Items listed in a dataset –
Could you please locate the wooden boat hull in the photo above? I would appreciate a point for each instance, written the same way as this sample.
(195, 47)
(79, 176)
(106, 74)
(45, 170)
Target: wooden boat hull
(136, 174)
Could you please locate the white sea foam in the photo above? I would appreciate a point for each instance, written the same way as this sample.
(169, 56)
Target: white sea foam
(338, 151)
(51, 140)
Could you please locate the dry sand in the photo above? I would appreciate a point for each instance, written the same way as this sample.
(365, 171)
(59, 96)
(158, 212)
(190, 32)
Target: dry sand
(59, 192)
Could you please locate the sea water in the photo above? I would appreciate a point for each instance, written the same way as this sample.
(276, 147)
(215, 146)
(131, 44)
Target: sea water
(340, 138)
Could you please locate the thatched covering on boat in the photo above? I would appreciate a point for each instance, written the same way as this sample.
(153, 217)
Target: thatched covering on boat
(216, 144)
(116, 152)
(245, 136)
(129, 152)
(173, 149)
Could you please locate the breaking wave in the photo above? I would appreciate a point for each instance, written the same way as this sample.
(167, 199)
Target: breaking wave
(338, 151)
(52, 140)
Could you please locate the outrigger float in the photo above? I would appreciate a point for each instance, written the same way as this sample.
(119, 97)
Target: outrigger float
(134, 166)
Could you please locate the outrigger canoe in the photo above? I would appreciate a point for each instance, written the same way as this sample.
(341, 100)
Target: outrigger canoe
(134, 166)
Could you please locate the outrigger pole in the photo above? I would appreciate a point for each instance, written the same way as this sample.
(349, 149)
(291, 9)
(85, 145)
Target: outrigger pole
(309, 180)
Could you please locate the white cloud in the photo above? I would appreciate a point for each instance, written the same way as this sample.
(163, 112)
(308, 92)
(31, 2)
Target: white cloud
* * *
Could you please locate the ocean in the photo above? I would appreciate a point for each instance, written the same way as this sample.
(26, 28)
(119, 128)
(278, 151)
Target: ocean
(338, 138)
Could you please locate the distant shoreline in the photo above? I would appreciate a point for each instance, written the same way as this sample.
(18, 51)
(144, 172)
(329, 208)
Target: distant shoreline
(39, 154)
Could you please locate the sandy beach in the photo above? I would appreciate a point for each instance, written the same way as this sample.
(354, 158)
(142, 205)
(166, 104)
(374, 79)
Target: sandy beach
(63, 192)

Exercise – Would you copy out every line in the records that includes the string "cloud"?

Completed task –
Could you please locate the white cloud in the photo above? I would appreciate a point for each instance, written the same way as this sample.
Target: white cloud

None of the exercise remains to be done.